[TASK STATEMENT] Pull out every line in the rows below that contains the word "elderly", and copy each one in full.

[GIVEN RECORDS]
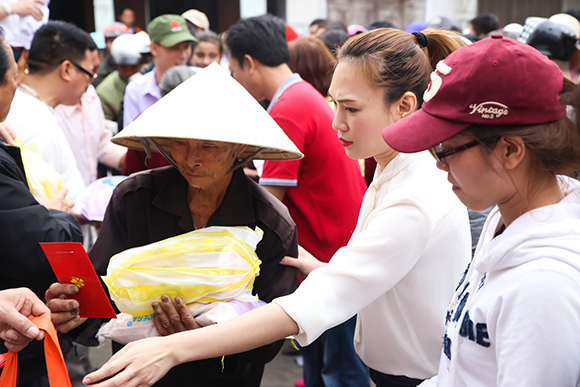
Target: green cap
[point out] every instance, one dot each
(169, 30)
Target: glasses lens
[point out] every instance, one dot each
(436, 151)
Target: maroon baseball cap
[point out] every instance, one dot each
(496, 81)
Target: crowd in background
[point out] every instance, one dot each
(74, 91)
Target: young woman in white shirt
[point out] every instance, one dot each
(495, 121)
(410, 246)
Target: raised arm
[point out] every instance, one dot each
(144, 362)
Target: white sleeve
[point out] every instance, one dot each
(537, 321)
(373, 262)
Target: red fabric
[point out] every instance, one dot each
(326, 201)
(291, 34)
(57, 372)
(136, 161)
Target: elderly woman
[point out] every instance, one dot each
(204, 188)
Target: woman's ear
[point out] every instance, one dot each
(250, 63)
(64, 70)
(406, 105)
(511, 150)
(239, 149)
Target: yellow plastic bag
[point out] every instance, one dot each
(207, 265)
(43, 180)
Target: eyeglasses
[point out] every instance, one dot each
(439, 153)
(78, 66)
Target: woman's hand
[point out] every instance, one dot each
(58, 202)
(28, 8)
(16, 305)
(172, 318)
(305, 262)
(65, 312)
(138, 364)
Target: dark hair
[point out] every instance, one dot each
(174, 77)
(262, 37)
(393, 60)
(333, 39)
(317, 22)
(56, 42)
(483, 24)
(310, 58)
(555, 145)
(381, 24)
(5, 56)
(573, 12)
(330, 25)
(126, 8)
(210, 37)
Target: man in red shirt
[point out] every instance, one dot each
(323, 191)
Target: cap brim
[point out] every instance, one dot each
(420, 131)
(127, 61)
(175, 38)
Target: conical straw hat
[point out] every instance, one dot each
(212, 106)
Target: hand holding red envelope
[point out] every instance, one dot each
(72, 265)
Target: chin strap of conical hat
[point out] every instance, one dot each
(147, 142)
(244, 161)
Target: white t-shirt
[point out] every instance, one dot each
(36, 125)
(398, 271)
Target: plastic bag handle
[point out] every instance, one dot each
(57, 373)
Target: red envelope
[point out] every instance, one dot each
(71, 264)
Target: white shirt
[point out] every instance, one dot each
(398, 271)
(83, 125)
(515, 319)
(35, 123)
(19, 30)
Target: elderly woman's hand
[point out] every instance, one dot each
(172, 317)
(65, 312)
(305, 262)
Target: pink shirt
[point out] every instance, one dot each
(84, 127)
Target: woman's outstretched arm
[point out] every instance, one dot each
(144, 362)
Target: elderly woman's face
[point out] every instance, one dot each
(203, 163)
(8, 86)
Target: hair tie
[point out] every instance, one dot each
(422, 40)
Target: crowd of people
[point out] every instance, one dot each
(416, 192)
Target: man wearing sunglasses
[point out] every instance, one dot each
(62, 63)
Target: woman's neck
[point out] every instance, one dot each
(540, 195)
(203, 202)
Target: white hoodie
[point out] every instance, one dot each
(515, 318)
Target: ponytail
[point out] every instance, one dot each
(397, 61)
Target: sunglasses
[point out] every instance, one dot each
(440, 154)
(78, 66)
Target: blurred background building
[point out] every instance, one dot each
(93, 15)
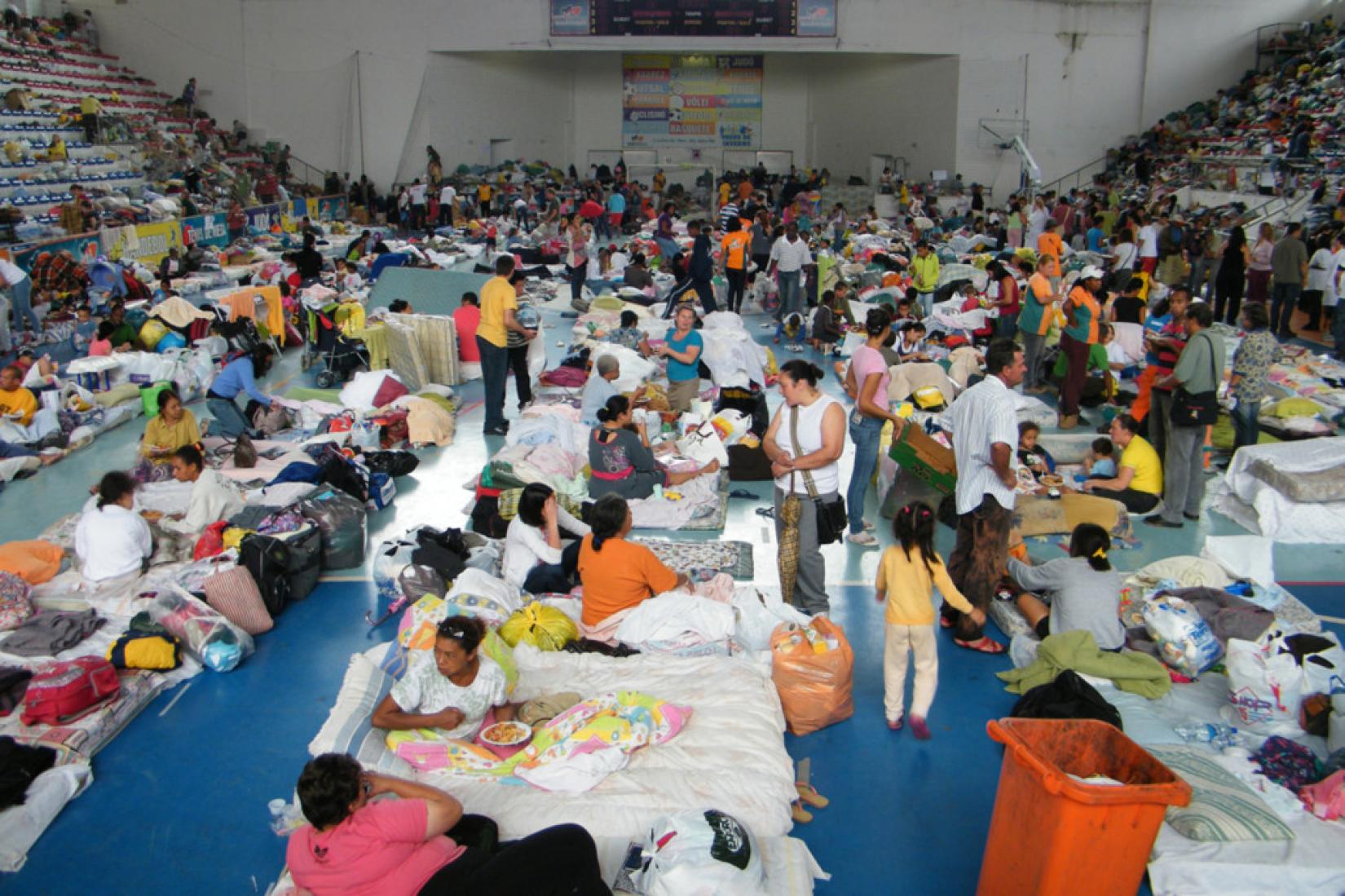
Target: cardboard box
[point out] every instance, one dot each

==

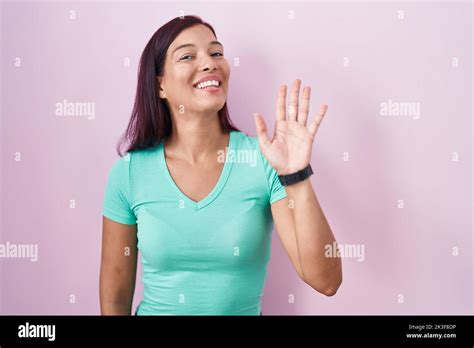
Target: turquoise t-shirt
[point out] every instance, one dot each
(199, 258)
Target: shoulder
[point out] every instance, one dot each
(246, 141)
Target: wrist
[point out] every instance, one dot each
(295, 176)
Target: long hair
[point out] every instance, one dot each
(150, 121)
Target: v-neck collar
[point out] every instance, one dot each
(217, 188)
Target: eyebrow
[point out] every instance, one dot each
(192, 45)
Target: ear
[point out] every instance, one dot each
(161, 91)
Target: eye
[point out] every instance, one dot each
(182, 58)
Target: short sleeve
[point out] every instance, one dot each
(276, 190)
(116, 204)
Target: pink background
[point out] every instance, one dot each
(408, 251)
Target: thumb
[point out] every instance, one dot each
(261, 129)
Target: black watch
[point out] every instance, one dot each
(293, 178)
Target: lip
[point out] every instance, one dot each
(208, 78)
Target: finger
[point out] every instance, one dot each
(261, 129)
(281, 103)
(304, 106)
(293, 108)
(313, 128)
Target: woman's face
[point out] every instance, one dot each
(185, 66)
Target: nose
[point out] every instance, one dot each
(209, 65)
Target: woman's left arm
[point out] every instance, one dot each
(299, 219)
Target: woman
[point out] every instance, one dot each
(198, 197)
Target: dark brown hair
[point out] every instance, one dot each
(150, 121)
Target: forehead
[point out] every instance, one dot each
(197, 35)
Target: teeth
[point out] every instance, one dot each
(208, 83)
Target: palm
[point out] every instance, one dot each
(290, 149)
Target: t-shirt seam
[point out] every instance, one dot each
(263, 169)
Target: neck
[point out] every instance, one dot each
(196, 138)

---

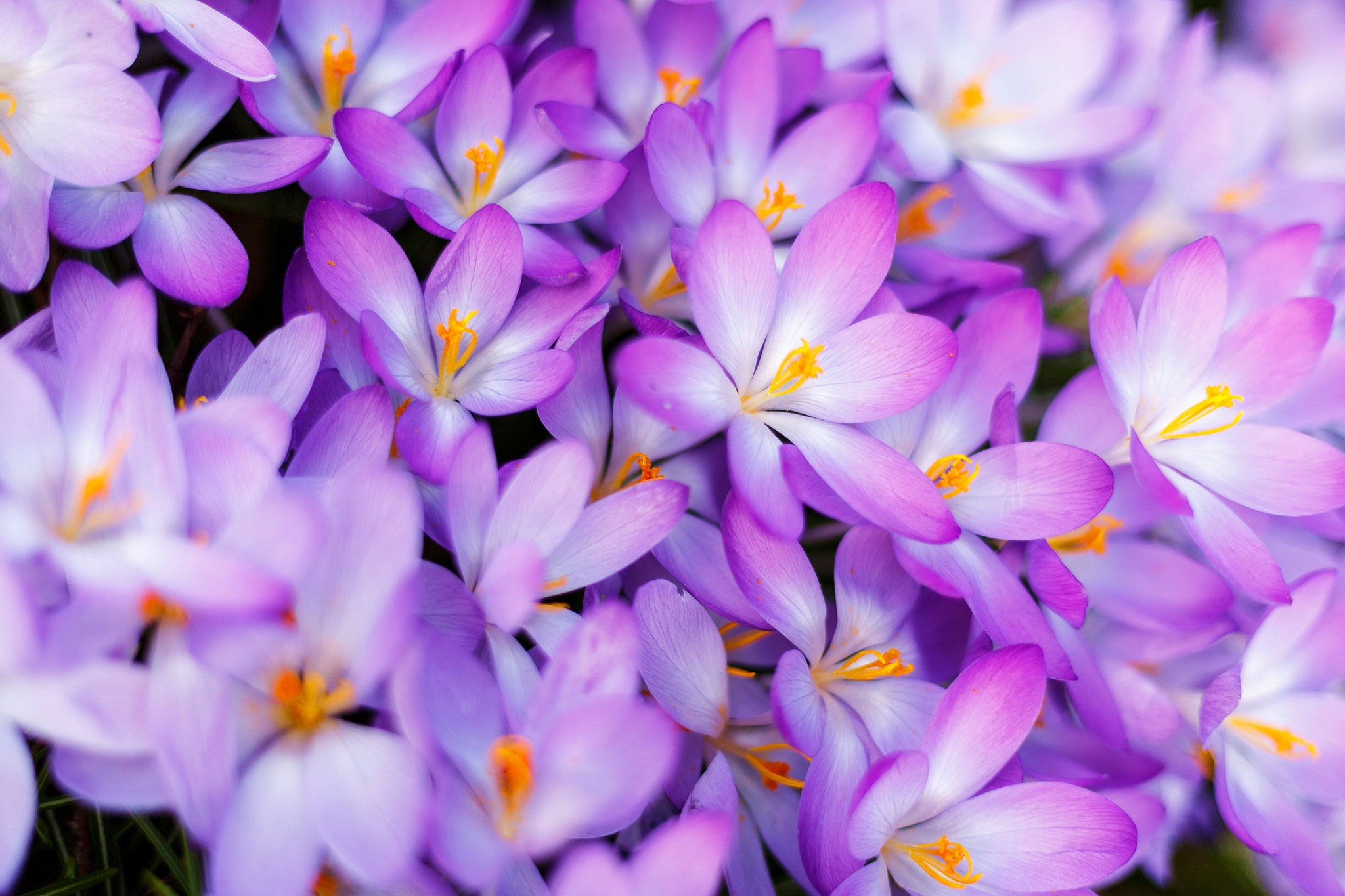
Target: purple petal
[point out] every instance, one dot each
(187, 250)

[RESULT FOR THIS EXERCISE]
Target: elderly woman
Target: elderly woman's hand
Target: elderly woman's face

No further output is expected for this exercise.